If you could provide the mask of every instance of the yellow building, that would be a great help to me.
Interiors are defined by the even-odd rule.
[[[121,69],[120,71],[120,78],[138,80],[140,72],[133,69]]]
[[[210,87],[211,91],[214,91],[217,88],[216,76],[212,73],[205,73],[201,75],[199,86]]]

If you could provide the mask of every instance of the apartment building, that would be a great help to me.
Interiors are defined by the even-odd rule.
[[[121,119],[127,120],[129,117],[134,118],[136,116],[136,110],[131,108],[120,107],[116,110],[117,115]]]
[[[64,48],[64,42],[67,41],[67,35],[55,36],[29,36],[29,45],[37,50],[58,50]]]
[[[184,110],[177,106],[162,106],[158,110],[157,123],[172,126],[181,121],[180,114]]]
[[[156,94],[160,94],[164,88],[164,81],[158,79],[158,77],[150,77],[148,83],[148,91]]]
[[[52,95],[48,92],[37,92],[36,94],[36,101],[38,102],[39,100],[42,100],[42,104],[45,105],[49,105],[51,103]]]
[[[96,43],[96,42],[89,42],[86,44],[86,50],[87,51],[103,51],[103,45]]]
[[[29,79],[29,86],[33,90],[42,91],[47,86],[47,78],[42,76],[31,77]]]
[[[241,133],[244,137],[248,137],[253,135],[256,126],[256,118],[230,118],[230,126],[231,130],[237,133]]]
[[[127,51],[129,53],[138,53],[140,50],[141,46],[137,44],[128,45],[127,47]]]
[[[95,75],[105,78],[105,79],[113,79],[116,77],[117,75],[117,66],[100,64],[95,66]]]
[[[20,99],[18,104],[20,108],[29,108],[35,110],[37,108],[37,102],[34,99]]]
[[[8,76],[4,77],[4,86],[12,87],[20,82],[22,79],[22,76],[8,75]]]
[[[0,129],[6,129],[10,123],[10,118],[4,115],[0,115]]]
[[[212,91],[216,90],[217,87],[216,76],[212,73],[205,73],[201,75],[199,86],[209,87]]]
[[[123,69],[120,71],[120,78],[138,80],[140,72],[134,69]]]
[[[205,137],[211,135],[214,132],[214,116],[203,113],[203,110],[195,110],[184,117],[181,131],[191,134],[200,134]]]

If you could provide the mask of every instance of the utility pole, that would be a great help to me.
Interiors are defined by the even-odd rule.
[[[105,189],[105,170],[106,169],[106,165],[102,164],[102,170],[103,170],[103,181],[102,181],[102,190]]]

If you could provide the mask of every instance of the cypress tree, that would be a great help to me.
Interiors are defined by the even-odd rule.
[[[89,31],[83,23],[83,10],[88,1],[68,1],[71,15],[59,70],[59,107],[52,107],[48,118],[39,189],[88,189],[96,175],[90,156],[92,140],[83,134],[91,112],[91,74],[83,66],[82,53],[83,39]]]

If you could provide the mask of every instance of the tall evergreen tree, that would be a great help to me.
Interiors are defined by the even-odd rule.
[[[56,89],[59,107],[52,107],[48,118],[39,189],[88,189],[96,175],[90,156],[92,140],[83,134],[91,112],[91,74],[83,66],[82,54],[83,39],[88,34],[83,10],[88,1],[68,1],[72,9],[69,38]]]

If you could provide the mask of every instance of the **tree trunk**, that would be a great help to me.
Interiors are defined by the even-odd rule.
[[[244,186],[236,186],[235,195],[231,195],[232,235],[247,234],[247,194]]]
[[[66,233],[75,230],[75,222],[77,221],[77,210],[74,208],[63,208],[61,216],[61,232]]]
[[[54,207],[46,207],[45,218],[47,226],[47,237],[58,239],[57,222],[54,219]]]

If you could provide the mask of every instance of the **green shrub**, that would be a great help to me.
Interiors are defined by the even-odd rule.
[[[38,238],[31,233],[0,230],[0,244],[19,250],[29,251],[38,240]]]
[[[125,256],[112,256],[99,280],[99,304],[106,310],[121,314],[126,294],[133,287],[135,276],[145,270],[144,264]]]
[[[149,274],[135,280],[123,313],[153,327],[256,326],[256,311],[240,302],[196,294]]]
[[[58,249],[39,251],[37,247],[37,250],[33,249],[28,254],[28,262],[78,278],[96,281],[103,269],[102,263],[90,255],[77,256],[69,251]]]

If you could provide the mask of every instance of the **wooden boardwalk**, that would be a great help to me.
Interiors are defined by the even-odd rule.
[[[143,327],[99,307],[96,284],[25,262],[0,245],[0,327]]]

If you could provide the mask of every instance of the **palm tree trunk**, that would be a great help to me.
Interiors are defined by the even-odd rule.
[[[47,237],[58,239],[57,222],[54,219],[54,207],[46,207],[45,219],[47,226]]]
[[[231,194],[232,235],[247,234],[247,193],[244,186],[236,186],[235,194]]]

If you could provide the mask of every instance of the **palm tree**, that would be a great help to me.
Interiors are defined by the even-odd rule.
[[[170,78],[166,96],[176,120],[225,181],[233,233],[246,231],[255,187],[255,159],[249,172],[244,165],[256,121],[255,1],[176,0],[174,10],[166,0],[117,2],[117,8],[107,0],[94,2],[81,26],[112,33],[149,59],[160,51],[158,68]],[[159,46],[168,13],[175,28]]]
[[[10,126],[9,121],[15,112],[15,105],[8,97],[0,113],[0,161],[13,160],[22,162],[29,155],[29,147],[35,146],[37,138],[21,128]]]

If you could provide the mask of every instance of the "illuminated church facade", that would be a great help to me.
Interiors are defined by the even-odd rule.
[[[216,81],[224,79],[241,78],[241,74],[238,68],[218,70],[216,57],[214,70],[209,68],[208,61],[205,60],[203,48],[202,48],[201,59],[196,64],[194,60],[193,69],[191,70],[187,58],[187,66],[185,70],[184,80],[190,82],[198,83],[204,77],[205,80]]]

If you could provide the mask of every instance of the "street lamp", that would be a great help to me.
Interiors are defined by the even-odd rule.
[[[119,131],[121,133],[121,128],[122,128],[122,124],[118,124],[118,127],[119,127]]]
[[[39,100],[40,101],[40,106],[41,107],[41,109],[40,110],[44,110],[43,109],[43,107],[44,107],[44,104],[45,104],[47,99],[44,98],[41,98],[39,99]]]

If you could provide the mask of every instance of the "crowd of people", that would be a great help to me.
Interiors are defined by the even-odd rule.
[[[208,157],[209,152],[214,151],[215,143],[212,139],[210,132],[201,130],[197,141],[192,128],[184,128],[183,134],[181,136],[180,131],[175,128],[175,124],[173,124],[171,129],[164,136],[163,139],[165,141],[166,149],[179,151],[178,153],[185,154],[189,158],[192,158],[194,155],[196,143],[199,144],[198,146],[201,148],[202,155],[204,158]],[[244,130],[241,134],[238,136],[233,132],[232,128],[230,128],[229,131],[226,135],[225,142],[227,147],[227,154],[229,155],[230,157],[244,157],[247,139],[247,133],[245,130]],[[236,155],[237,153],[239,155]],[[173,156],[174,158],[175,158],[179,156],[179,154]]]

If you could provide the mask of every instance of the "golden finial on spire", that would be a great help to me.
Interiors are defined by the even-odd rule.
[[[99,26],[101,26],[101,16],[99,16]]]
......
§ **Problem description**
Return the material exactly as it stands.

§ **Response to the task**
If you could provide the mask of every instance of the yellow building, that would be a great help to me.
Interiors are defined by the even-odd rule.
[[[121,69],[120,71],[120,78],[138,80],[140,72],[133,69]]]
[[[210,87],[211,91],[214,91],[217,88],[216,76],[212,73],[205,73],[201,75],[199,86]]]

If you could provide the mask of every instance of the apartment building, that would be a great help to me.
Interiors are defined by the even-odd rule.
[[[121,119],[127,120],[129,117],[134,118],[136,116],[136,110],[131,108],[120,107],[116,110],[117,115]]]
[[[64,48],[64,42],[67,41],[67,35],[55,36],[29,36],[29,45],[37,50],[58,50]]]
[[[184,110],[177,106],[162,106],[158,110],[157,123],[172,126],[181,121],[180,114]]]
[[[156,94],[160,94],[164,88],[164,81],[158,79],[158,77],[150,77],[148,83],[148,91]]]
[[[52,95],[48,92],[37,92],[36,94],[36,101],[38,102],[39,100],[42,100],[42,104],[45,105],[49,105],[51,103]]]
[[[96,43],[96,42],[89,42],[86,44],[86,50],[87,51],[103,51],[103,45]]]
[[[29,79],[29,86],[33,90],[42,91],[47,86],[47,78],[42,76],[31,77]]]
[[[241,133],[244,137],[248,137],[253,135],[256,126],[256,118],[230,118],[230,126],[231,130],[237,133]]]
[[[127,51],[129,53],[138,53],[140,50],[141,46],[137,44],[128,45],[127,47]]]
[[[95,75],[105,78],[105,79],[113,79],[116,77],[117,75],[117,66],[100,64],[95,66]]]
[[[20,99],[18,104],[20,108],[29,108],[35,110],[37,108],[37,102],[34,99]]]
[[[8,76],[4,77],[4,86],[12,87],[20,82],[22,79],[22,76],[8,75]]]
[[[0,129],[6,129],[10,123],[10,118],[4,115],[0,115]]]
[[[212,91],[216,90],[217,87],[216,76],[212,73],[205,73],[201,75],[199,86],[209,87]]]
[[[123,69],[120,71],[120,78],[138,80],[140,72],[134,69]]]
[[[205,137],[211,135],[214,132],[214,116],[203,113],[203,110],[195,110],[184,117],[181,131],[191,134],[200,134]]]

If you could provide the mask of every instance of the utility pole, that would be a great help to me.
Interiors are defined by the even-odd rule.
[[[105,189],[105,170],[106,169],[106,165],[102,164],[102,170],[103,170],[103,181],[102,181],[102,190]]]

If you could provide the mask of every instance of the cypress tree, that would be a great help to me.
Interiors are defined by the even-odd rule.
[[[89,31],[83,23],[83,10],[88,1],[68,1],[71,15],[59,70],[59,107],[52,107],[48,118],[39,189],[88,189],[96,175],[90,156],[92,140],[83,134],[91,112],[91,74],[83,66],[82,53],[83,39]]]

If you could provide the mask of every instance of the tall evergreen tree, that would be a great help to me.
Interiors are defined by the even-odd rule.
[[[56,89],[59,107],[52,107],[48,118],[39,189],[88,189],[96,175],[90,156],[92,140],[83,134],[91,112],[91,74],[83,66],[82,54],[83,39],[88,34],[83,10],[88,1],[68,1],[72,9],[69,38]]]

If you could provide the mask of every instance of the **tree trunk**, that would be a great help to me.
Interiors are defined by the even-odd rule.
[[[244,186],[236,186],[235,195],[231,195],[232,235],[247,234],[247,194]]]
[[[66,233],[75,230],[75,222],[77,221],[77,210],[74,208],[63,208],[61,216],[61,232]]]
[[[54,207],[46,207],[45,218],[47,226],[47,237],[58,239],[57,222],[54,219]]]

If you could provide the mask of every instance of the **green shrub**, that would be a great help to me.
Interiors are defined by the even-odd rule.
[[[38,238],[31,233],[0,230],[0,244],[19,250],[29,251],[38,240]]]
[[[125,256],[112,256],[99,280],[99,304],[106,310],[121,314],[126,294],[133,287],[135,276],[145,270],[144,264]]]
[[[149,274],[135,280],[123,313],[153,327],[256,326],[256,311],[240,302],[196,294]]]
[[[58,249],[39,251],[37,247],[37,250],[33,249],[28,254],[28,262],[78,278],[96,281],[103,269],[102,263],[90,255],[77,256],[69,251]]]

If you could provide the mask of every instance of the **wooden boardwalk**, that would be a great help to me.
Interiors are defined by the even-odd rule.
[[[143,327],[99,307],[96,284],[25,262],[0,245],[0,327]]]

If you could provide the mask of every instance of the **palm tree trunk**, that would be a great help to me.
Interiors are defined by the even-odd rule.
[[[47,237],[58,239],[57,222],[54,219],[54,207],[46,207],[45,219],[47,226]]]
[[[231,194],[232,235],[247,234],[247,193],[244,186],[236,186],[235,194]]]

If you could provide the mask of every instance of the **palm tree**, that would be a great help to me.
Interiors are defined by the even-odd rule.
[[[170,78],[166,96],[176,120],[225,181],[233,233],[246,231],[255,187],[255,159],[249,172],[244,165],[256,121],[255,1],[176,0],[174,10],[166,0],[117,2],[117,8],[107,0],[94,2],[81,26],[112,33],[149,59],[160,51],[158,68]],[[159,46],[168,13],[175,28]]]
[[[10,126],[9,121],[15,112],[15,105],[8,97],[0,113],[0,161],[13,160],[22,162],[29,155],[29,147],[35,146],[37,138],[21,128]]]

If you could provide the mask of every instance of the "illuminated church facade", that would be a great help to me.
Interiors are defined by the even-odd rule.
[[[216,81],[224,79],[241,78],[241,74],[238,68],[218,70],[216,57],[214,70],[209,68],[208,61],[205,60],[203,48],[202,48],[201,59],[196,64],[194,60],[193,69],[191,70],[187,58],[187,66],[185,70],[184,80],[190,82],[198,83],[204,77],[205,80]]]

If you could provide the mask of every instance of the "street lamp", that would be a great help to me.
Interiors are defined by the even-odd rule.
[[[119,131],[121,133],[121,128],[122,128],[122,124],[118,124],[118,127],[119,127]]]
[[[39,100],[40,101],[40,106],[41,107],[41,109],[40,110],[44,110],[43,109],[43,107],[44,107],[44,104],[45,104],[47,99],[44,98],[41,98],[39,99]]]

If you could provide the mask of every instance of the "crowd of people", that would be a great help to me.
Interiors are defined by the even-odd rule.
[[[208,157],[209,152],[214,151],[215,143],[212,139],[210,132],[201,130],[197,141],[192,128],[184,128],[183,134],[181,136],[180,131],[175,128],[175,124],[173,124],[171,129],[164,136],[163,139],[165,141],[166,149],[179,151],[178,153],[185,154],[189,158],[192,158],[194,155],[196,143],[199,144],[198,146],[201,148],[202,155],[204,158]],[[244,130],[241,134],[238,136],[233,132],[232,128],[230,128],[229,131],[226,135],[225,142],[227,147],[227,154],[229,155],[230,157],[244,157],[247,139],[247,133],[245,130]],[[236,155],[237,153],[239,155]],[[173,156],[174,158],[175,158],[179,156],[179,154]]]

If you could provide the mask of every instance of the "golden finial on spire", that would be a great help to me.
Interiors are defined by the even-odd rule.
[[[99,26],[101,26],[101,16],[99,16]]]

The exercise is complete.